- GIVEN PROBLEM
Reproduce the items from the start through the line containing "point(28, 241)", changing every "pointer" to "locator" and leaving all else as it is.

- PROVIDED DATA
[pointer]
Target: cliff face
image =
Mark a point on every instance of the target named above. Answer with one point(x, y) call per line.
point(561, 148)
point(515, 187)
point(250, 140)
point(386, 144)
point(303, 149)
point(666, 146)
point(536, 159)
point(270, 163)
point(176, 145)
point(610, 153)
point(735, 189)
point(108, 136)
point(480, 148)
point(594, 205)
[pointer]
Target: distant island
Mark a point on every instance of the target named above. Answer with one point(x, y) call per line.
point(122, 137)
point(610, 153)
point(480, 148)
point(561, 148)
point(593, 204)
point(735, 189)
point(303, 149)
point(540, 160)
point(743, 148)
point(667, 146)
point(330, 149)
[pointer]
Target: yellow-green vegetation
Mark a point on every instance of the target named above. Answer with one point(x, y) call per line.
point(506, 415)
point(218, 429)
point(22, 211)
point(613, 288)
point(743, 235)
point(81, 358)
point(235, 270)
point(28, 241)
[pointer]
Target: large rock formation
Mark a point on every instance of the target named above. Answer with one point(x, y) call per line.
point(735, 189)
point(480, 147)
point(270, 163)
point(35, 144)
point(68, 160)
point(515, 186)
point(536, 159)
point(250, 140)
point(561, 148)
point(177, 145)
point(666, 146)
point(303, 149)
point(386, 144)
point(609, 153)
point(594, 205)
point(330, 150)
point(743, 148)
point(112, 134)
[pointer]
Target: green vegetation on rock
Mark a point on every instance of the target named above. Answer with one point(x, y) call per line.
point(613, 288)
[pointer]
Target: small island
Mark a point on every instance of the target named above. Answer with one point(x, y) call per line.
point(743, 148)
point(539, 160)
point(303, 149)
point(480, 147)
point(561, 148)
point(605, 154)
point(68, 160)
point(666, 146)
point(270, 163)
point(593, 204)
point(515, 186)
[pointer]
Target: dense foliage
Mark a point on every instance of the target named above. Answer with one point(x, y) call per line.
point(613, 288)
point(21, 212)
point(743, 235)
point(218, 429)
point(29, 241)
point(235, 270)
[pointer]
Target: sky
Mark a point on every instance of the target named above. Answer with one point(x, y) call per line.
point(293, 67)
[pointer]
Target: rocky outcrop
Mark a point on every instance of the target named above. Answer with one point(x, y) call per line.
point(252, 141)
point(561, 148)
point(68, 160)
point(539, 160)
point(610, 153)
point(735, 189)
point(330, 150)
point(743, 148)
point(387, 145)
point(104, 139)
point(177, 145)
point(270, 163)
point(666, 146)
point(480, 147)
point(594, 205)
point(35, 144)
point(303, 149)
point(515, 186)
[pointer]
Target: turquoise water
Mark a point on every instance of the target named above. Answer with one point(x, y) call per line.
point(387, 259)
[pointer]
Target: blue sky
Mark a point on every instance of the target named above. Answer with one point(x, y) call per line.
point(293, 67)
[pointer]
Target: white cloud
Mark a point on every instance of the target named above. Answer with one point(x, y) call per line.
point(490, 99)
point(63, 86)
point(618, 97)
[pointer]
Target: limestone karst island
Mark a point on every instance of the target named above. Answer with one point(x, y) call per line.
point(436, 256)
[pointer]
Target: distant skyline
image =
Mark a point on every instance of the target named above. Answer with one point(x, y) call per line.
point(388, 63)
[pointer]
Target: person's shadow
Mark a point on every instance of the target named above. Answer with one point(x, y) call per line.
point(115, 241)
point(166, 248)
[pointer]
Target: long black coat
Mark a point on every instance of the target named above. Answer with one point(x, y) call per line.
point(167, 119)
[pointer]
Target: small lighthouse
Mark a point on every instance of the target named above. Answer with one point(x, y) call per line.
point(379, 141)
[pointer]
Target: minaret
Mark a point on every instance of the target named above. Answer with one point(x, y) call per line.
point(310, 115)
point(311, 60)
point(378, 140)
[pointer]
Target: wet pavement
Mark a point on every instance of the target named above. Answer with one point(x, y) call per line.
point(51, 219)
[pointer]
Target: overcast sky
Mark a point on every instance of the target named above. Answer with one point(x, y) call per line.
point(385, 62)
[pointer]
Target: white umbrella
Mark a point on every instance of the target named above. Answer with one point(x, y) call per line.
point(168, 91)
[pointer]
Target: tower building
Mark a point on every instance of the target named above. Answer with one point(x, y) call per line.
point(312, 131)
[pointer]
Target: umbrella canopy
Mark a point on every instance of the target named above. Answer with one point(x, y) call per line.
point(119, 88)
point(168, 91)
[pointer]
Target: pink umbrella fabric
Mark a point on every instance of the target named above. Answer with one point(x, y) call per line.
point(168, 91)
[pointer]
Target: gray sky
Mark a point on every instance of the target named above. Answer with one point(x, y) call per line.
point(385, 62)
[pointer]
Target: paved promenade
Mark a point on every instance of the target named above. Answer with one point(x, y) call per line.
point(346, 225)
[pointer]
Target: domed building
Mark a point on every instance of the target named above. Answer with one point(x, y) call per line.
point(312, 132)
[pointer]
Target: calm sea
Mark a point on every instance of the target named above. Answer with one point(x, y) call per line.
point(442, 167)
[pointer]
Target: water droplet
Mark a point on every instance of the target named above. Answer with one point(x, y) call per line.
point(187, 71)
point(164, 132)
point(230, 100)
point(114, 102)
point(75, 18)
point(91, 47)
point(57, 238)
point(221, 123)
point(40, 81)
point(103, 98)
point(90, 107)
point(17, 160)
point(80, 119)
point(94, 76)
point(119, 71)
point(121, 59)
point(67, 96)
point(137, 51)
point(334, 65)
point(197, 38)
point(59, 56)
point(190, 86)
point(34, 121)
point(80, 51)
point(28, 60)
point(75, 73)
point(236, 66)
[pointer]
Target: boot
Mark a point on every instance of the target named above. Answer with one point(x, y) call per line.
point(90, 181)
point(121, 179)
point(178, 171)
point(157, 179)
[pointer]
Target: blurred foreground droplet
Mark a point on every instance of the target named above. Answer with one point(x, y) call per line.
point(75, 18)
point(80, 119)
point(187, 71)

- FINAL ANSWER
[locator]
Target: cliff face
image =
Mark a point on every instance of the target named above. Answer with one point(x, y) call per line.
point(561, 148)
point(515, 187)
point(250, 140)
point(386, 144)
point(303, 149)
point(666, 146)
point(536, 159)
point(270, 163)
point(176, 145)
point(610, 153)
point(735, 189)
point(108, 136)
point(480, 148)
point(594, 205)
[locator]
Target: distant island
Mark a point on every instance of the target named above. Answer with one point(x, y) call per line.
point(122, 137)
point(610, 153)
point(480, 148)
point(561, 148)
point(593, 204)
point(735, 189)
point(303, 149)
point(540, 160)
point(743, 148)
point(667, 146)
point(330, 149)
[locator]
Target: yellow-green vegetation
Mark a point on every instance of the target named above. Answer with one point(x, y) call per line.
point(506, 415)
point(218, 429)
point(22, 211)
point(613, 288)
point(743, 235)
point(81, 358)
point(235, 270)
point(28, 241)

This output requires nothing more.